An diesem Abend hat Charles Aznavour nicht nur sein Publikum unter Kontrolle. Er dirigiert das Mitklatschen, er unterbricht abrupt: „Photo oui, flash non.“ Er kontrolliert sein Programm, das sich jeden Abend ändert; alle Lieder gleich lang, keine Schnörkel. Er kontrolliert seine 13-köpfige, gut gelaunte Showband. Er kontrolliert seinen Körper, den federnd-gemessenen Auftritt, das legere Hinsetzen; das verschränkte Stehen am Mikrofon, das Schlendern und das Wegdrehen, den theatralischen Abgang, der auf der Stelle tritt. Er kontrolliert seine Gesten: die Hand in der Tasche, am verbindlichen Revers, die Handfläche der lakonischen Erzählung, die Faust; das Liebeslied in Taubstummensprache, wenn sein „Je t’aime“-Handteller überm Brustkorb kreist, bis die Leidenschaft mit einem Fingerschlenker allen Verstand aus der Stirn fegt. Er kontrolliert die Requisiten: Jetzt zieht er, ganz in Schwarz, das Jackett aus, jetzt nimmt er es in die Hand, jetzt zieht er es an. Jetzt schubst er den Stuhl nach vorn, zum showdown mit der abgetakelten Geliebten. Er kontrolliert seine warme, kräftige, ungebrochene dunkle Stimme. Er kontrolliert sein Gedächtnis, auch wenn ihm die Nachn seiner Streicherinnen nicht einfallen. Über 1000 Chansons hat er geschrieben, 28 singt er, ohne Teleprompter. Er ist 78.

Zu beantwortende Fragen:
- a) Wie groß ist laut dem Text über Charles Aznavours Konzertabend seine Showband?
- b) Führe den Text über Charles Aznavours Konzertabend im Anschluss an seinen letzten Satz weiter.

Vorliegendes Material:
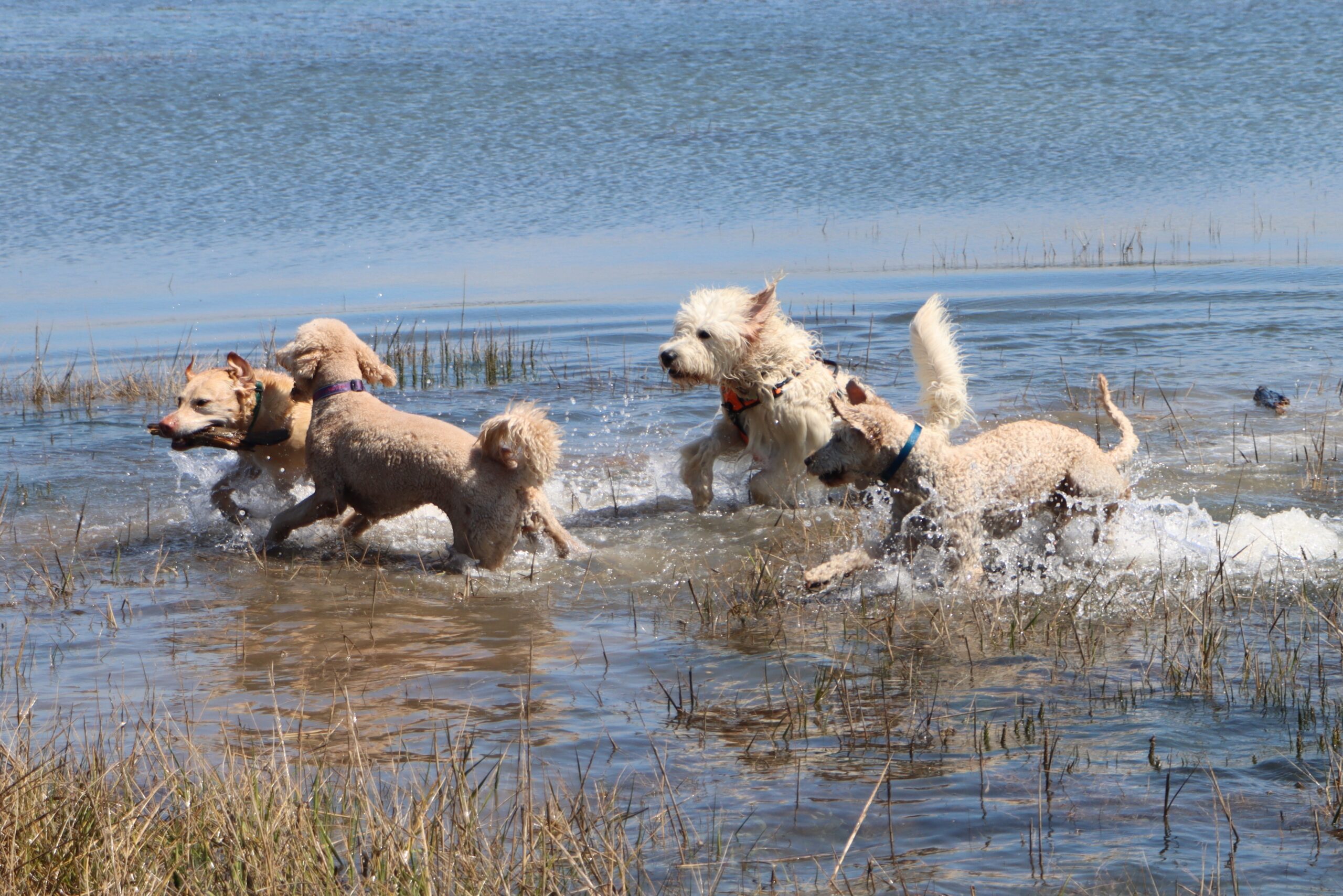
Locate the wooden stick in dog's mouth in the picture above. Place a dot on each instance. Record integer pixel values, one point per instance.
(221, 437)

Antworten:
- a) Die Showband ist 13-köpfig.

- b)
Er ist der Mann mit den dackelnetten Knopfaugen, die sich kühl verschleiern. Vor 44 Jahren, in seinem preisgekrönten Kinodebüt, war er der Epileptiker, der ans Meer wollte und sich im Irrenhaus erhängte; er war Truffauts tragikomischer Pianist Charlie mit dem verlorenen Blick, er gab im bourgoisen Mordlabor des Claude Chabrol das armenische Schneiderlein, den wachsamen Beobachter des mörderischen Killer-Hutmachers, vor 20 Jahren. Immer hat er der Welt diese Knopfaugen gezeigt, Schutzbedürfnis und Härte, heute Abend beweist er: Alles hat sich gelohnt. Nach Hamburg hat der Emigrantenjunge, Millionär und Großvater, während er von „meinen Freunden, meinen Lieben“ singt und davon, dass er nicht vergessen kann, sein Leben mitgebracht. Seine Rollen, Verführer- und Versteherposen, die wunderbar trockenen frühen Lieder, auch den Schnulzenbombast; selbst wenn er die dämliche Verdeutschung seiner Originale hier nicht wiederholt. Er singt „Sa jeunesse. . . entre ses mains“, über die Verrücktheit des grenzenlosen Anfangs. Und „Yesterday when I was young“, über den süßen Geschmack des Lebens, über die Lieder, die er nicht mehr wird singen können. Dann aber „Viens“, einen Foxtrott: Die Glitzerkugel kreist. Der Alte im Spot tanzt selbstumschlugen den Autoknutscher der verliebten Einsamkeit, helle Flecken durchflirren den Saal.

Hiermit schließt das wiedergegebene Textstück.